Stored data
◇ ◇ ◇ ◇ ◇

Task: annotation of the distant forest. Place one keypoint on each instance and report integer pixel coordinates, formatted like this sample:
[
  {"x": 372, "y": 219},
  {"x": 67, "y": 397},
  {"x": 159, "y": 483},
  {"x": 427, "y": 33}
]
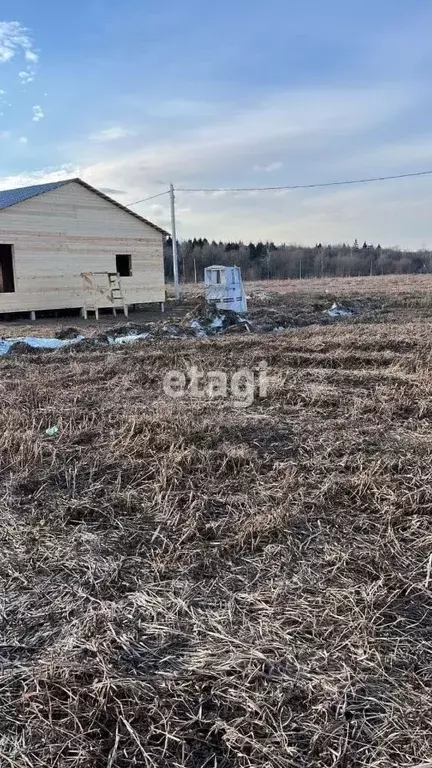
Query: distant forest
[{"x": 267, "y": 261}]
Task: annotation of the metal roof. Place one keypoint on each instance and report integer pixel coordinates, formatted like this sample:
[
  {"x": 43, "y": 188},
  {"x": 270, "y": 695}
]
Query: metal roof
[{"x": 10, "y": 197}]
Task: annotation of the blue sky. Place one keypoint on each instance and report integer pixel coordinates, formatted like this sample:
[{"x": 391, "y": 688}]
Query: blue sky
[{"x": 236, "y": 93}]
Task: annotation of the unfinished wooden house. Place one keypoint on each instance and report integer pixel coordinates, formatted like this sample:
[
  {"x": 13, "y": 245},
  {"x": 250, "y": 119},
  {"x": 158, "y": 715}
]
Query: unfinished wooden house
[{"x": 65, "y": 245}]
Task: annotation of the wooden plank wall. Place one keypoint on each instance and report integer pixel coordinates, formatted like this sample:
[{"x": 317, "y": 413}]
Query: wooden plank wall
[{"x": 62, "y": 233}]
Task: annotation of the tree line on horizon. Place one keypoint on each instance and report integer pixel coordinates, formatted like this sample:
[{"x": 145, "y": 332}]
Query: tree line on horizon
[{"x": 267, "y": 261}]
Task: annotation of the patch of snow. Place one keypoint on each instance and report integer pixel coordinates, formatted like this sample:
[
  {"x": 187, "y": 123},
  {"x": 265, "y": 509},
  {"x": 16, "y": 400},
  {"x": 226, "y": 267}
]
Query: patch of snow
[
  {"x": 36, "y": 343},
  {"x": 337, "y": 311}
]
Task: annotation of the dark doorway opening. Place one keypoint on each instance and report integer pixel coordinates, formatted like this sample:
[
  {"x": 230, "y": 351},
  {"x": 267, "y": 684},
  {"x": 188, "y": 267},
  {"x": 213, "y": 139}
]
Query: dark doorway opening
[
  {"x": 7, "y": 281},
  {"x": 124, "y": 264}
]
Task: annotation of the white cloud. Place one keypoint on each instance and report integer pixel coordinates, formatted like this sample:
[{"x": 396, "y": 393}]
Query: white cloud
[
  {"x": 317, "y": 135},
  {"x": 38, "y": 113},
  {"x": 269, "y": 168},
  {"x": 14, "y": 38},
  {"x": 32, "y": 57},
  {"x": 111, "y": 134},
  {"x": 26, "y": 77}
]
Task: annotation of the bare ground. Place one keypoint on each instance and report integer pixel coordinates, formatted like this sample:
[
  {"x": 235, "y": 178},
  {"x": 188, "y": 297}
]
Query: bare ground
[{"x": 188, "y": 583}]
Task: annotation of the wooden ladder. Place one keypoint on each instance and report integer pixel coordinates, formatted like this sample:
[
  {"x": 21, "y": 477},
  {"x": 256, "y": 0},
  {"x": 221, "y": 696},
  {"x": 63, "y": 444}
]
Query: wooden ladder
[
  {"x": 116, "y": 292},
  {"x": 114, "y": 295}
]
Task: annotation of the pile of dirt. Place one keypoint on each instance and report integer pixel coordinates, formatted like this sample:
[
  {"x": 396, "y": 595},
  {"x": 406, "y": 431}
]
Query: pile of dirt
[
  {"x": 66, "y": 334},
  {"x": 22, "y": 348}
]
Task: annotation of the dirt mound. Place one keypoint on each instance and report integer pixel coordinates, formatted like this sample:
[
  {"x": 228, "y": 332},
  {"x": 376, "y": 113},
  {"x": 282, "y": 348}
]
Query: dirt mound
[
  {"x": 65, "y": 334},
  {"x": 22, "y": 348}
]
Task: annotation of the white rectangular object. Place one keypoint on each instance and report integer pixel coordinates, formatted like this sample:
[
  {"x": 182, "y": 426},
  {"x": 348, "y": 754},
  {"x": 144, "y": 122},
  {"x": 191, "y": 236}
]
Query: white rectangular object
[{"x": 224, "y": 288}]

◇ ◇ ◇ ◇ ◇

### What to produce
Copy each line of the records precisely and drop any images they hold.

### Correct answer
Task: annotation of the distant forest. Place one keypoint on each instance and report integer pixel coordinates, formatted like this sample:
[
  {"x": 372, "y": 219},
  {"x": 67, "y": 397},
  {"x": 159, "y": 483},
  {"x": 427, "y": 33}
]
Query: distant forest
[{"x": 267, "y": 261}]
Task: annotation of the metal roof. Place one keypoint on each instance and report integer pixel coordinates, formatted like this sample:
[
  {"x": 43, "y": 188},
  {"x": 270, "y": 695}
]
Query: metal roof
[{"x": 10, "y": 197}]
Task: annotation of the blue sky. Place one keypoint on each instance and report integer pixel coordinates, formatted like this sample:
[{"x": 391, "y": 688}]
Query: blue sky
[{"x": 236, "y": 93}]
Task: annotation of the unfinished wooden house. Place one keypoint on each instance and report integer pixel coordinates, formatted like this sample:
[
  {"x": 13, "y": 245},
  {"x": 250, "y": 119},
  {"x": 158, "y": 715}
]
Query: unfinished wooden house
[{"x": 65, "y": 245}]
Task: annotation of the wooden plank wall. Place one keypoint on each instance and report integer pixel coordinates, formatted like this sample:
[{"x": 317, "y": 413}]
Query: wooden plank wall
[{"x": 62, "y": 233}]
Task: annotation of the tree line on horizon. Place one keypoint on each instance and report integer pixel coordinates, formatted like this sample:
[{"x": 145, "y": 332}]
Query: tree line on horizon
[{"x": 267, "y": 261}]
Task: annotation of the patch of snow. Place one keypoint on each instance and report integer pixel coordinates, formatted like this sample:
[
  {"x": 187, "y": 123},
  {"x": 265, "y": 509},
  {"x": 16, "y": 400},
  {"x": 226, "y": 267}
]
Query: patch of snow
[
  {"x": 36, "y": 343},
  {"x": 337, "y": 311}
]
Task: annotation of the dark doorway opening. Place one keypoint on each instance and report integer pixel coordinates, formatted like this sample:
[
  {"x": 230, "y": 351},
  {"x": 267, "y": 684},
  {"x": 188, "y": 267},
  {"x": 213, "y": 139}
]
Query: dark doorway opening
[
  {"x": 7, "y": 281},
  {"x": 124, "y": 264}
]
Task: annotation of the white cloud. Place one keypoint on each instance and report integer pixel coordinates, formatted like this sample:
[{"x": 396, "y": 393}]
Query: white cloud
[
  {"x": 317, "y": 135},
  {"x": 38, "y": 113},
  {"x": 269, "y": 168},
  {"x": 14, "y": 38},
  {"x": 32, "y": 57},
  {"x": 111, "y": 134},
  {"x": 26, "y": 77}
]
Task: annotation of the bare ground. Place one keypoint on each instance and report integer pixel coordinates, formatted like this sample:
[
  {"x": 235, "y": 178},
  {"x": 188, "y": 297}
]
Query: bare ground
[{"x": 188, "y": 583}]
Task: annotation of the wooden ladder. Place one keypoint on each instance and report integer pixel coordinates, formatted like this sample:
[
  {"x": 21, "y": 477},
  {"x": 256, "y": 0},
  {"x": 221, "y": 696},
  {"x": 63, "y": 444}
]
Query: wooden ladder
[
  {"x": 116, "y": 292},
  {"x": 114, "y": 295}
]
Task: annotation of the pile of dirt. Place one keypoint on each instance and report integer pixel coordinates, formatted like this sample:
[
  {"x": 396, "y": 595},
  {"x": 406, "y": 431}
]
Query: pile of dirt
[
  {"x": 66, "y": 334},
  {"x": 22, "y": 348}
]
Task: annotation of the dirt mound. Place one keypoint on each instance and report integer pixel coordinates, formatted like this sample:
[
  {"x": 228, "y": 332},
  {"x": 376, "y": 113},
  {"x": 282, "y": 348}
]
Query: dirt mound
[
  {"x": 65, "y": 334},
  {"x": 22, "y": 348}
]
Task: annotation of the white rectangular object. Place one keypoint on each instance and report integer pixel coordinates, formatted like this sample:
[
  {"x": 182, "y": 426},
  {"x": 348, "y": 754},
  {"x": 144, "y": 122},
  {"x": 191, "y": 236}
]
Query: white rectangular object
[{"x": 224, "y": 288}]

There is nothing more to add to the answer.